* _Supplied information_
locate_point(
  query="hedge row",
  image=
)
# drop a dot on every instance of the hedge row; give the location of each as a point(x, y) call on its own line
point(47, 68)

* _Task directions_
Keep every word intact and transcribe the records in full.

* _Exercise result_
locate_point(
  query="hedge row",
  image=
)
# drop a dot on every instance of the hedge row; give the location of each as a point(x, y) call on its own line
point(47, 68)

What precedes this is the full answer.